### Выбранный текст

Мэтр

теги: преподавание, современники

Шестьдесят лет молчали о нем. Шестьдесят лет «не помнили». Ну, что ж, тогда и тем, кто помнил, следовало молчать. Но сейчас, когда робко, будто исподтишка, по капле начинает просачиваться имя поэта, одного из тех, кто нерушимо вписан в здание русской культуры, когда журналы уделяют то несколько строк, то несколько страниц воспоминаниям о нем, но волею авторов портрет его обрисовывается неверным, искаженным, тенденциозным — вот сейчас уже надо вмешаться, рассказать, напомнить.

Пусть не для широкой огласки, не для срочной публикации, но это должно быть написано. А написанное не исчезает. Оно живет сама по себе...

Когда свершилась Октябрьская революция, то в нашем юношеском сознании она была создана для нас. Все для нас, весь мир, все дороги, вся свобода — все для нас. К 20-му году мы уже кончили трудовую советскую школу и, счастливые, пошли туда, куда нам хотелось. Стоило лишь подать заявление: Фредерика — в Университет на филологический; а я в Институт Истории Искусств1. Тогда там было лишь одно изобразительное отделение. Я училась у художника Николая Эрнестовича Радлова, на отделении новейшего искусства.

Сейчас уже не помню, как мы с сестрой узнали о Доме Искусств2, о поэтической студии при нем. Сам, Дом Искусств многократно описан маститыми писателями, начиная с Ольги Форш, Слонимского, Федина — кончая Всеволодом Рождественским. Для меня этот дом на Мойке — стал любимейшим местом души моей. Сами стены этого Елисеевского особняка, внутренняя узкая скрипучая из тесного дерева лестница, белый зал — все запущенное, холодное, неживое и в то же время населенное пульсирующей новой жизнью; сами запахи этого здания — волновали, звали, манили к себе. Я не могла дождаться вечера, когда нужно будет идти на занятия в Поэтическую студию.

######
### Набор записей

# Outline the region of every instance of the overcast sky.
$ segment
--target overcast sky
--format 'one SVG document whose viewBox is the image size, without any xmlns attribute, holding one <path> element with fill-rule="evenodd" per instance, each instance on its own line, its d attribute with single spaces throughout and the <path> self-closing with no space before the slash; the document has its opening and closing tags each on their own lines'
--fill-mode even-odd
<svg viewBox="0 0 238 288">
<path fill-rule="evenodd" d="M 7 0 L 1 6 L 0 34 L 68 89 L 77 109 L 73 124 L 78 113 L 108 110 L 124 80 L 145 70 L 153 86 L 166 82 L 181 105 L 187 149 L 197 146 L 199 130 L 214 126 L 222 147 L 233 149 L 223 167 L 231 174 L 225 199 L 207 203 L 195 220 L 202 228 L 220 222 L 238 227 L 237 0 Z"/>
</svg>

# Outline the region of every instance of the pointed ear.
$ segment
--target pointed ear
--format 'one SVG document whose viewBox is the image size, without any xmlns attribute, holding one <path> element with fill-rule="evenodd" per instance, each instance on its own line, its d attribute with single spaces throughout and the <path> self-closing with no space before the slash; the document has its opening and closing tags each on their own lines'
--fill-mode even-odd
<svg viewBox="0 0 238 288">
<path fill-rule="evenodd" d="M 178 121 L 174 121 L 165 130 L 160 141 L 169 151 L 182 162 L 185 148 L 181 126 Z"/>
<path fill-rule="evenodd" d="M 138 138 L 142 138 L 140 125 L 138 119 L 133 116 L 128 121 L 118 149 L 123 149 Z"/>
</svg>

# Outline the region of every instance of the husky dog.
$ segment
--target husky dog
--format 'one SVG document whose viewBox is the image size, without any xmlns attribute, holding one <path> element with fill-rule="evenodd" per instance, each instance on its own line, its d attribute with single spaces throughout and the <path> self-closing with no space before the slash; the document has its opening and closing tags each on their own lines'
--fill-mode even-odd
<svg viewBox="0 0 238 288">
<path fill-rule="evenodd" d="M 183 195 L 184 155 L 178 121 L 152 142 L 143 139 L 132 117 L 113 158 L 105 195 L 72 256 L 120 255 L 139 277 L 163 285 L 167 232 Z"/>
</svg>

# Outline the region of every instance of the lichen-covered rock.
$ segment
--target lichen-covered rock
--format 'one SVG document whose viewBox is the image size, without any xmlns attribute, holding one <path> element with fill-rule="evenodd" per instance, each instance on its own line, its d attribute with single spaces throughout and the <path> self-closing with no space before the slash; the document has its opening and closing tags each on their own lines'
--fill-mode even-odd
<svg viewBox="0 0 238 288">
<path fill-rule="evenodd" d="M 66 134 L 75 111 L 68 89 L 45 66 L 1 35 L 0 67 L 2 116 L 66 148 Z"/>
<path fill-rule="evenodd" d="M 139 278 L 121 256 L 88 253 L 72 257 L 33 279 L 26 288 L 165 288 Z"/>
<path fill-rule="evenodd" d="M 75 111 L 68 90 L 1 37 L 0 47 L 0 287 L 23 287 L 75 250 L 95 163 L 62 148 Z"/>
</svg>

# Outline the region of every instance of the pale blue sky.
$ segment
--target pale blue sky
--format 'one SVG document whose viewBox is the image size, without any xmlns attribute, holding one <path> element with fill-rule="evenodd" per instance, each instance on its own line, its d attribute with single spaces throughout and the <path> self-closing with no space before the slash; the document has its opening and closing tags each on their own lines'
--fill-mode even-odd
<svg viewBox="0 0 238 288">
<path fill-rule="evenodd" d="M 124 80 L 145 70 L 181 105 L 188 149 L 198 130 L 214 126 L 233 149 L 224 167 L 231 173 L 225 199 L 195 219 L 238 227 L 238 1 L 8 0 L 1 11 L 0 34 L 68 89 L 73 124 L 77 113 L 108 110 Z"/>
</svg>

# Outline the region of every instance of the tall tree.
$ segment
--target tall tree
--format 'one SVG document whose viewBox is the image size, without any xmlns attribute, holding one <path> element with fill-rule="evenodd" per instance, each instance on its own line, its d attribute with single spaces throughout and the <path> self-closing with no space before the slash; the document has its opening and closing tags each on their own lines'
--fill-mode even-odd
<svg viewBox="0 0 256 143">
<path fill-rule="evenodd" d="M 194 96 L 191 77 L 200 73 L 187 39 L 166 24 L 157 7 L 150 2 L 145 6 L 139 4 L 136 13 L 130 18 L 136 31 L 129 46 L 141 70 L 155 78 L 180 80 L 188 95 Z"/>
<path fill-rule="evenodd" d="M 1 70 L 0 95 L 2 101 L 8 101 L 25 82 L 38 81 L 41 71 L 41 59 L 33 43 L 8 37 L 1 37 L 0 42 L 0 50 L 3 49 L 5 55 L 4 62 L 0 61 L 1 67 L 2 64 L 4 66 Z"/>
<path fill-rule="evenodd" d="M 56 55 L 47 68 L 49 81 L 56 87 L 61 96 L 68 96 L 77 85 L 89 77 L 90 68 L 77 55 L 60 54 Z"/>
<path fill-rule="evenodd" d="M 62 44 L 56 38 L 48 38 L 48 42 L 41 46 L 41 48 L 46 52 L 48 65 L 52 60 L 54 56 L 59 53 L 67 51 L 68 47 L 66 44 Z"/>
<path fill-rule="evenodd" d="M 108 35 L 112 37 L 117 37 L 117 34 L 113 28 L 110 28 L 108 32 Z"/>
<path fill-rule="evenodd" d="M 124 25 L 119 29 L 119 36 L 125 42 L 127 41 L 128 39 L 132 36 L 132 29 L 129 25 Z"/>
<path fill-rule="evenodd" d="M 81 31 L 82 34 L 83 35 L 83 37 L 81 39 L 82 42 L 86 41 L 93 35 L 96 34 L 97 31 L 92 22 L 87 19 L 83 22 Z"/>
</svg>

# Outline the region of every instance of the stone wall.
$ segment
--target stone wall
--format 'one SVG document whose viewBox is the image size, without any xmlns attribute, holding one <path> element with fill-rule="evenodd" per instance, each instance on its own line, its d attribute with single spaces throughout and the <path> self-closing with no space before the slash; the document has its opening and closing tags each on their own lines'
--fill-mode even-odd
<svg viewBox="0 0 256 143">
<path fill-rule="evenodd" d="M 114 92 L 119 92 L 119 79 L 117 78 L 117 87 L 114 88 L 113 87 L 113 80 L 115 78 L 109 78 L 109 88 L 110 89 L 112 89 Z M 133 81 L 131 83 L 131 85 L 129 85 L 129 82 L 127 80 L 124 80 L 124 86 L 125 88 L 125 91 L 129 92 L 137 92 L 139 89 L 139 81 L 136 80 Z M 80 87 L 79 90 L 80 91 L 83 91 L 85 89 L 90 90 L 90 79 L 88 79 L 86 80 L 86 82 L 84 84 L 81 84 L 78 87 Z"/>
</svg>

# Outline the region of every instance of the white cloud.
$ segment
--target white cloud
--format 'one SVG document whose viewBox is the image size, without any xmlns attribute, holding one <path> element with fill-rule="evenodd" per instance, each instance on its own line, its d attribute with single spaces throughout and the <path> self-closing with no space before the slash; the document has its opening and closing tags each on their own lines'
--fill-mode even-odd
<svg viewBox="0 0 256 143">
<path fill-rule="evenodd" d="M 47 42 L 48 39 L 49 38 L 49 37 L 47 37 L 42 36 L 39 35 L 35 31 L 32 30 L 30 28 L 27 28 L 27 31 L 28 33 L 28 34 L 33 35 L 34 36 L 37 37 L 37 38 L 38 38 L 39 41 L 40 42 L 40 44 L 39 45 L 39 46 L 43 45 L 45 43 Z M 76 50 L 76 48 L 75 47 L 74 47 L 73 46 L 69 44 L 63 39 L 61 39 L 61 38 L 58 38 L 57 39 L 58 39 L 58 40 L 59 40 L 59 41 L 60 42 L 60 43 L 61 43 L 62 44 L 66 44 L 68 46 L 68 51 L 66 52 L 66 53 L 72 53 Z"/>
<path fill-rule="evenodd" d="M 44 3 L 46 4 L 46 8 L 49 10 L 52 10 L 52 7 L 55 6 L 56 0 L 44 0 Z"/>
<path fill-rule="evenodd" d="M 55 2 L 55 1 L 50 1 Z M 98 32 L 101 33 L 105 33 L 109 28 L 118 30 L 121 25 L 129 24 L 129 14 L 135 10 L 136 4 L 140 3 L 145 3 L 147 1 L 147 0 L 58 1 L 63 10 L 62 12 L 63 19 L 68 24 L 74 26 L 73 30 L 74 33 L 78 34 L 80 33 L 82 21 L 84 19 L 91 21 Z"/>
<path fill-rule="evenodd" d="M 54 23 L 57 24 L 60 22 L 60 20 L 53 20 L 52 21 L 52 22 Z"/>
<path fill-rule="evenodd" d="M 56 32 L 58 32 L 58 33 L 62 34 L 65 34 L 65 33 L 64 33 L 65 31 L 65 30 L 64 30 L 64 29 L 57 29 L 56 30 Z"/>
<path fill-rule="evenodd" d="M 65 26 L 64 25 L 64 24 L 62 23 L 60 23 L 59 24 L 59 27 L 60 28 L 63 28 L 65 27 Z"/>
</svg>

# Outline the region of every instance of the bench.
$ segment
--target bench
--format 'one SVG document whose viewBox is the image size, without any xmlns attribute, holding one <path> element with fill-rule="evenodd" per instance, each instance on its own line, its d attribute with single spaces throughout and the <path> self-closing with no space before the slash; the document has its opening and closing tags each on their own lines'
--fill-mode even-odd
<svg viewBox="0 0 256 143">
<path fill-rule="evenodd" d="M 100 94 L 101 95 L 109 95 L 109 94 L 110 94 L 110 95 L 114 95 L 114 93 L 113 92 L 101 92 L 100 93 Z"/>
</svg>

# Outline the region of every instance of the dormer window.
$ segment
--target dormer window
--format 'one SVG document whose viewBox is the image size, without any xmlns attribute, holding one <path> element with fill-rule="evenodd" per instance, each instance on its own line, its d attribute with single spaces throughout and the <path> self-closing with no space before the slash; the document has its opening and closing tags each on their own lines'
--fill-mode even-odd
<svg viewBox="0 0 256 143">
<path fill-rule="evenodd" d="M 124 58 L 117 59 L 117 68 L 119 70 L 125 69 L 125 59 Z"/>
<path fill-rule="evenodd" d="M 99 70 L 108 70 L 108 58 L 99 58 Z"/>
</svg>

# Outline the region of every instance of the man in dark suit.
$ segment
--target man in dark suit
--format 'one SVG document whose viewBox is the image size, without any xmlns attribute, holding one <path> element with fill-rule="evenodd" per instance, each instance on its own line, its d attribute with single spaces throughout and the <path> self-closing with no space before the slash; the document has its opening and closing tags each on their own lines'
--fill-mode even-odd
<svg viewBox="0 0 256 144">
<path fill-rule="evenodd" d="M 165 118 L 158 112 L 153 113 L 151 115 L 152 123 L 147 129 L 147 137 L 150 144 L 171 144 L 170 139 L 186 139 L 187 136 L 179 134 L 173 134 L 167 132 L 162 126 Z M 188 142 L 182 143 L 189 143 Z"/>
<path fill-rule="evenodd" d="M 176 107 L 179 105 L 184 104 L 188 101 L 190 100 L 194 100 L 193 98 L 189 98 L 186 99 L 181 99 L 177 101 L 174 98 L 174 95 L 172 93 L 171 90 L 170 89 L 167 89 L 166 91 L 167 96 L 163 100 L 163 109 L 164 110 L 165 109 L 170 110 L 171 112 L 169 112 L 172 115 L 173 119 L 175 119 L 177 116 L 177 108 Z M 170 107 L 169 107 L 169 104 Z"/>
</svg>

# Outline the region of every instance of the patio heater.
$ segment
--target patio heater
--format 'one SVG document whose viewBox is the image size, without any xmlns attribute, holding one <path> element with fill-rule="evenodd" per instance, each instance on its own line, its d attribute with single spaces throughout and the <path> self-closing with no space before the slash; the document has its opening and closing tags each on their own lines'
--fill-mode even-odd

######

- [Описание задания]:
Перепишите дословно фрагмент текста «Мэтр» от слов «теги: преподавание, современники» до слов «вмешаться, рассказать, напомнить.» включительно. Записи для выполнения работы не понадобятся.

- [Правильный ответ]:
теги: преподавание, современники

Шестьдесят лет молчали о нем. Шестьдесят лет «не помнили». Ну, что ж, тогда и тем, кто помнил, следовало молчать. Но сейчас, когда робко, будто исподтишка, по капле начинает просачиваться имя поэта, одного из тех, кто нерушимо вписан в здание русской культуры, когда журналы уделяют то несколько строк, то несколько страниц воспоминаниям о нем, но волею авторов портрет его обрисовывается неверным, искаженным, тенденциозным — вот сейчас уже надо вмешаться, рассказать, напомнить.